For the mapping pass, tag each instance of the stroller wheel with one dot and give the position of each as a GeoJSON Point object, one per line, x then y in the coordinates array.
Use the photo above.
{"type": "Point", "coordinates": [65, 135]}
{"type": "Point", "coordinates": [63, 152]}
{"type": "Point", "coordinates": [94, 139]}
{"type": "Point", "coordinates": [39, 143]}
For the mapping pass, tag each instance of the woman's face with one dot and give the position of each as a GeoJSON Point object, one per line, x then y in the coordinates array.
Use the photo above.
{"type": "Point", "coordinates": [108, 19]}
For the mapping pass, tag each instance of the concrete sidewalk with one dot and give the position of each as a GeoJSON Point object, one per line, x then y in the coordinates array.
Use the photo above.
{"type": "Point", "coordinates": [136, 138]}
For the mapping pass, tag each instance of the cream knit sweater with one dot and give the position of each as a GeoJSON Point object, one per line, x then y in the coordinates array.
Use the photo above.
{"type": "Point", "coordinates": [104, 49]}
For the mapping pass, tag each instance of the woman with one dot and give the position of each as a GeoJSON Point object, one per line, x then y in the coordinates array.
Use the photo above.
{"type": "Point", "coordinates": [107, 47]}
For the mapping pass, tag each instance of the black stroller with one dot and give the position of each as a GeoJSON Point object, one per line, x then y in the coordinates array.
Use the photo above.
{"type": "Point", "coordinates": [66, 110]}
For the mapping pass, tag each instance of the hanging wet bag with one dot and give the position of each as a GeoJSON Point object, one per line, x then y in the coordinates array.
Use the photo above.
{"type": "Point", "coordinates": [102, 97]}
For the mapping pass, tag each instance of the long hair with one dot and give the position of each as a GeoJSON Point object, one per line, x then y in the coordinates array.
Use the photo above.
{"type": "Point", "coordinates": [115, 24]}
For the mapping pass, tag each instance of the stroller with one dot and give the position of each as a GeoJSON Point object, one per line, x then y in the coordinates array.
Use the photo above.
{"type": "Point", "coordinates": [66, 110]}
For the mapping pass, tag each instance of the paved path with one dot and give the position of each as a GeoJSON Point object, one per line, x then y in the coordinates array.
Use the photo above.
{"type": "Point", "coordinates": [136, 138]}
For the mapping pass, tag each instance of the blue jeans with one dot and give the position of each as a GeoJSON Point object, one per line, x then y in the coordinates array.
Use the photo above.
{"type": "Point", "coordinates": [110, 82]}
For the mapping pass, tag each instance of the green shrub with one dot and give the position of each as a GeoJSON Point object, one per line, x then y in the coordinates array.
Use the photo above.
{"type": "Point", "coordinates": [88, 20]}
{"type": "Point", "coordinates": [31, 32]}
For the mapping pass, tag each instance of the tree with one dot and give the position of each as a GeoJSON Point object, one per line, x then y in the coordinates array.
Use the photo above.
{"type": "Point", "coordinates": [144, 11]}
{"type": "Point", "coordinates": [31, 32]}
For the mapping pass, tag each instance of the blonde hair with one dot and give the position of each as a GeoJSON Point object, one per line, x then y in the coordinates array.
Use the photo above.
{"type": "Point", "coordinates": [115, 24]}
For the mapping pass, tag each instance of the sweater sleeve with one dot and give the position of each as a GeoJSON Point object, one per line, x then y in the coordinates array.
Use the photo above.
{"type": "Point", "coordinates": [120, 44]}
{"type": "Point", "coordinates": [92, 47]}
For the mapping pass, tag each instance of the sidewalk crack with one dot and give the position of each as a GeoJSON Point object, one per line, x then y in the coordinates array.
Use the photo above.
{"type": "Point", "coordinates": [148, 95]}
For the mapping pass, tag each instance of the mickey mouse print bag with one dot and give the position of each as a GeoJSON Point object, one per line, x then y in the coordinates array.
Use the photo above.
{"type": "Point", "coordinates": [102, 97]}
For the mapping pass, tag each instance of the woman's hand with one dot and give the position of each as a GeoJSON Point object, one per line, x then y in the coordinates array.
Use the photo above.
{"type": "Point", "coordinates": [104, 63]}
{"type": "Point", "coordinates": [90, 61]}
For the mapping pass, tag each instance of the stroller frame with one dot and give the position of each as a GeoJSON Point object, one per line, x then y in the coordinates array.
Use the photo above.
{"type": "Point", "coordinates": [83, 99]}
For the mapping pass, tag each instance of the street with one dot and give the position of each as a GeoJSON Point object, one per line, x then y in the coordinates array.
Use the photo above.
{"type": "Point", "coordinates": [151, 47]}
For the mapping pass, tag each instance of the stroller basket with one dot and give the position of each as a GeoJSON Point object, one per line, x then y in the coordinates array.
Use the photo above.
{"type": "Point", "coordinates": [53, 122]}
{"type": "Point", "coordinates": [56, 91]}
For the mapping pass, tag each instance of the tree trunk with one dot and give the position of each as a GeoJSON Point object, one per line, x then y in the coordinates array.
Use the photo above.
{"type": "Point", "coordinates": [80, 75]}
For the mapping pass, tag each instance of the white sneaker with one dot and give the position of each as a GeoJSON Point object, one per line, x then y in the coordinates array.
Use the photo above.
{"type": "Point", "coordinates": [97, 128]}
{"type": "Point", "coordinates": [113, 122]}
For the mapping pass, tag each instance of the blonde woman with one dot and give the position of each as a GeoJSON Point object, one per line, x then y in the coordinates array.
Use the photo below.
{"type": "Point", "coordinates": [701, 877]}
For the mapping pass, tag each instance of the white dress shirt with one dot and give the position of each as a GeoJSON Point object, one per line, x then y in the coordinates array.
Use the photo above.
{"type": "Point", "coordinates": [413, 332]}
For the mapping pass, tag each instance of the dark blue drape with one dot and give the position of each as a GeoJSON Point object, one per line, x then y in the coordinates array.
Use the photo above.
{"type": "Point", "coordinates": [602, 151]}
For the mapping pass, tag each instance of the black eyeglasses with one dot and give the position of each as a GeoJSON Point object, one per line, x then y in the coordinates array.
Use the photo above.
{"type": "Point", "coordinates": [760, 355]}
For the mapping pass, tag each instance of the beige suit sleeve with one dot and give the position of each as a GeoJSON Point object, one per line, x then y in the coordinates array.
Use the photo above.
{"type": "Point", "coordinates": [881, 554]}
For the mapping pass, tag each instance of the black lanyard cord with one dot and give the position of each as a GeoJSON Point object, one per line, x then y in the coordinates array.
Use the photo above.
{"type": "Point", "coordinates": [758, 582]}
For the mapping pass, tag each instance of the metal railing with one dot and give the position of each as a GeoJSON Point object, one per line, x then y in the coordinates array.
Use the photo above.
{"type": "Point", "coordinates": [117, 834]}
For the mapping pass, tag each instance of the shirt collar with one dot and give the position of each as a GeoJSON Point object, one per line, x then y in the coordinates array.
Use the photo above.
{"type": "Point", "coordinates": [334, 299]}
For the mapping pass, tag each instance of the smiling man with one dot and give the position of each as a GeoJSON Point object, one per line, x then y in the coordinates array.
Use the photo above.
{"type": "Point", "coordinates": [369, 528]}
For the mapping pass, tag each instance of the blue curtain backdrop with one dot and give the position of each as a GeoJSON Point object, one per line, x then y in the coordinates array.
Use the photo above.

━━━━━━━━━━━━━━━━━━━━━━━━━━━━━━

REQUIRED WORK: Give the data again, exactly as it appears above.

WRITTEN RESPONSE:
For the mapping pass, tag each instance of the stroller wheel with one dot and give the position of each as a GeoJSON Point object, one per line, x then y in the coordinates array.
Use the photo above.
{"type": "Point", "coordinates": [65, 135]}
{"type": "Point", "coordinates": [63, 152]}
{"type": "Point", "coordinates": [94, 139]}
{"type": "Point", "coordinates": [39, 143]}
For the mapping pass, tag each instance of the woman's face with one dot and give the position of each as a GeoJSON Point object, one per line, x then y in the coordinates array.
Use the photo above.
{"type": "Point", "coordinates": [108, 19]}
For the mapping pass, tag each instance of the concrete sidewalk with one dot and give the position of each as a GeoJSON Point object, one per line, x then y in the coordinates array.
Use the photo above.
{"type": "Point", "coordinates": [136, 138]}
For the mapping pass, tag each instance of the cream knit sweater with one dot and give the position of each as a GeoJSON Point object, one per line, x then y in the coordinates array.
Use the photo above.
{"type": "Point", "coordinates": [104, 49]}
For the mapping pass, tag each instance of the woman with one dot and give the position of each as a GeoJSON Point object, one per line, x then y in the coordinates array.
Use the photo above.
{"type": "Point", "coordinates": [107, 47]}
For the mapping pass, tag each instance of the black stroller with one dot and give the position of each as a GeoJSON Point object, one per line, x then y in the coordinates array.
Use the photo above.
{"type": "Point", "coordinates": [66, 110]}
For the mapping pass, tag each instance of the hanging wet bag with one dot and give the position of each as a GeoJSON Point object, one per line, x then y in the coordinates array.
Use the photo above.
{"type": "Point", "coordinates": [102, 97]}
For the mapping pass, tag each instance of the long hair with one dot and give the position of each as a GeoJSON Point object, one per line, x then y in the coordinates array.
Use the photo above.
{"type": "Point", "coordinates": [115, 24]}
For the mapping pass, tag each instance of the stroller with one dot and give the position of each as a GeoJSON Point object, one per line, x then y in the coordinates array.
Use the photo above.
{"type": "Point", "coordinates": [66, 110]}
For the mapping pass, tag each instance of the paved path with one dot and give the position of each as a GeoJSON Point object, one per line, x then y in the coordinates array.
Use the photo above.
{"type": "Point", "coordinates": [136, 138]}
For the mapping pass, tag each instance of the blue jeans with one dot and give the position of each as a GeoJSON Point object, one per line, x then y in the coordinates array.
Use the photo above.
{"type": "Point", "coordinates": [110, 82]}
For the mapping pass, tag each instance of the green shrub with one dot and give the position of each as a GeoJSON Point object, one per line, x then y in the coordinates array.
Use the photo above.
{"type": "Point", "coordinates": [88, 20]}
{"type": "Point", "coordinates": [31, 32]}
For the mapping pass, tag each instance of the tree with one dot and give the position of each as a GeoJSON Point object, one per line, x then y in the coordinates array.
Use the photo above.
{"type": "Point", "coordinates": [144, 11]}
{"type": "Point", "coordinates": [31, 32]}
For the mapping pass, tag each instance of the blonde hair with one dot and give the position of each as a GeoJSON Point object, one per line, x then y in the coordinates array.
Use the photo above.
{"type": "Point", "coordinates": [115, 24]}
For the mapping pass, tag each instance of the sweater sleeve with one dot and give the position of each as a GeoJSON Point object, one per line, x then y in the coordinates array.
Use the photo above.
{"type": "Point", "coordinates": [120, 44]}
{"type": "Point", "coordinates": [92, 47]}
For the mapping pass, tag each instance of the sidewalk crack with one dot and give the position of each as a GeoJSON Point object, one per line, x then y in the coordinates array.
Use the photo above.
{"type": "Point", "coordinates": [148, 95]}
For the mapping pass, tag each instance of the mickey mouse print bag with one dot and give the position of each as a GeoJSON Point object, one per line, x then y in the coordinates array.
Use the photo above.
{"type": "Point", "coordinates": [102, 97]}
For the mapping pass, tag each instance of the woman's hand with one dot and give the position of each as a GeoJSON Point object, one per line, x then y in the coordinates array.
Use the photo above.
{"type": "Point", "coordinates": [104, 63]}
{"type": "Point", "coordinates": [90, 61]}
For the mapping pass, tag each instance of the stroller frame with one dot and give the position of each as a GeoJSON Point object, one per line, x then y in the coordinates array.
Use the photo above.
{"type": "Point", "coordinates": [83, 99]}
For the mapping pass, tag each instance of the street with one dot and give the position of each as a GeoJSON Point object, one per line, x then y in the coordinates array.
Use the photo above.
{"type": "Point", "coordinates": [151, 47]}
For the mapping pass, tag each instance of the stroller basket with one dot and give the position of each as a GeoJSON Point object, one per line, x then y in the coordinates array.
Use the photo above.
{"type": "Point", "coordinates": [53, 122]}
{"type": "Point", "coordinates": [56, 91]}
For the mapping pass, tag each instance of the tree trunk with one dot and give the position of each as a GeoJSON Point object, one per line, x then y in the coordinates array.
Use the photo above.
{"type": "Point", "coordinates": [80, 75]}
For the mapping pass, tag each instance of the white sneaker with one dot and give the position of each as a GeoJSON Point object, one per line, x then y in the coordinates array.
Use the photo above.
{"type": "Point", "coordinates": [97, 128]}
{"type": "Point", "coordinates": [113, 122]}
For the mapping pass, tag each instance of the blonde woman with one dot and give the position of each as a GeoJSON Point object, one per line, x then y in the coordinates array.
Use the photo below.
{"type": "Point", "coordinates": [701, 877]}
For the mapping pass, tag each instance of the white dress shirt with one dot and give the position of each as a GeoJSON Point object, one per line, x then y in the coordinates array.
Use the photo above.
{"type": "Point", "coordinates": [413, 332]}
For the mapping pass, tag each instance of the dark blue drape with one dot and give the position of each as a GeoJSON Point object, one per line, x then y in the coordinates array.
Use the photo above.
{"type": "Point", "coordinates": [602, 151]}
For the mapping pass, tag each instance of the black eyeglasses with one dot and give the position of each as a GeoJSON Point object, one per line, x then y in the coordinates array.
Use the photo above.
{"type": "Point", "coordinates": [760, 355]}
For the mapping pass, tag each instance of the beige suit sleeve with one dot and give the position of each as a GeoJSON Point object, one per line, x then y in the coordinates array.
Use the photo above.
{"type": "Point", "coordinates": [881, 554]}
For the mapping pass, tag each instance of the black lanyard cord with one dot and give the position of each as a GeoJSON Point object, one per line, x then y in the coordinates array.
Use the photo above.
{"type": "Point", "coordinates": [758, 582]}
For the mapping pass, tag each instance of the metal railing with one dot and give the position of each as a GeoJSON Point object, one per line, x then y in the coordinates array.
Use the photo above.
{"type": "Point", "coordinates": [117, 834]}
For the mapping pass, tag each instance of the shirt collar with one dot and give the position of each as a GeoJSON Point object, one per line, x then y in the coordinates array.
Use the photo above.
{"type": "Point", "coordinates": [334, 299]}
For the mapping pass, tag each instance of the smiling man with one dot and give the position of each as a GeoJSON Point object, one per line, x then y in the coordinates array.
Use the photo above.
{"type": "Point", "coordinates": [369, 528]}
For the mapping pass, tag each instance of the blue curtain backdrop with one dot and give the position of each as a GeoJSON Point object, one per line, x then y in the coordinates array.
Use the photo above.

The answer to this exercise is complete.